Your response should be an exact transcription of the data, images excluded.

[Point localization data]
- Opening Delimiter -

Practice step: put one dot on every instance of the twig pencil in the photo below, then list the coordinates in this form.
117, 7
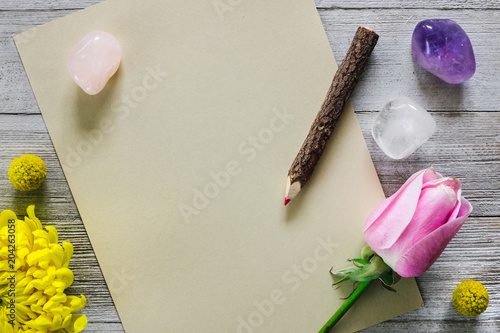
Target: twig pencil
342, 86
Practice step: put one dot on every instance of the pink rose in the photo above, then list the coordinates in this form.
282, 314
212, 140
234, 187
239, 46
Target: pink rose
410, 229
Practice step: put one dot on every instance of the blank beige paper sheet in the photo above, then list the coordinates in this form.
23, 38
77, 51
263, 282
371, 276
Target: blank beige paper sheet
178, 166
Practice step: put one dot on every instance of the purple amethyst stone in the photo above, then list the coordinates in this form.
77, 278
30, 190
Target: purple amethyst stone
443, 48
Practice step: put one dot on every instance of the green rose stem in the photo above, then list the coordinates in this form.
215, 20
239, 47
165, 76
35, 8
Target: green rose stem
356, 294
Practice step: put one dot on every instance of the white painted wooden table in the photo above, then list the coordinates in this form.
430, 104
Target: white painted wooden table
466, 144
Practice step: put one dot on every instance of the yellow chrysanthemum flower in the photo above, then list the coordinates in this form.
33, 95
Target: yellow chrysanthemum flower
33, 276
27, 172
470, 298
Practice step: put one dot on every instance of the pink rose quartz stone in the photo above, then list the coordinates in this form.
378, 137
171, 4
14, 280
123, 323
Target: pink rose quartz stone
94, 61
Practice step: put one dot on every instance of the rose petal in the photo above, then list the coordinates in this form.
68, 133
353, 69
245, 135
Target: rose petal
423, 254
434, 208
388, 220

- Closing Delimiter -

=== Answer section ===
Practice step: put one dot on every instance of the twig pencil in the photo below, then list the coordinates in this form.
117, 7
Target: twig pencil
342, 86
Practice step: put one dot on every instance of the pink rose in the photo above, then list the coordinates in this form.
282, 314
212, 140
234, 187
239, 46
Target: pink rose
410, 229
Practice step: put one dot on every instance of the blank beige paper sheet in the photo above, then list the coordinates in this form.
23, 38
77, 51
263, 282
371, 276
Target: blank beige paper sheet
178, 166
Practice step: put one dot on every instance of the purple amethyst stone in the photo above, then list the coordinates in this form.
77, 278
30, 190
Target: purple amethyst stone
443, 48
Practice step: put one dot on every instance of the green rose stem in the photo above, then list the coordinates in this form.
215, 20
239, 47
165, 76
35, 8
Target: green rose stem
356, 294
Practice step: put one dot on every instance of the white painted wooden table in the photo above, then list the coordinates in this form.
430, 104
Target: white painted wooden table
466, 144
Practice step: put one dot on every instance of the yellow chrysanthemum flower in the photo above, then list the coordinates in this form.
33, 95
Target: yellow chrysanthemum flower
33, 276
27, 172
470, 298
Practice step: put one dot on every instance of the pink rose quartz stone in the photo above, then list the coordinates in this form.
378, 137
171, 4
14, 280
123, 323
Target: pink rose quartz stone
94, 61
Practice step: put one dot on every instance of the rose petal in the photo above, then list the coordinates in this form.
68, 133
353, 69
245, 135
Target: rose petal
423, 254
434, 208
388, 220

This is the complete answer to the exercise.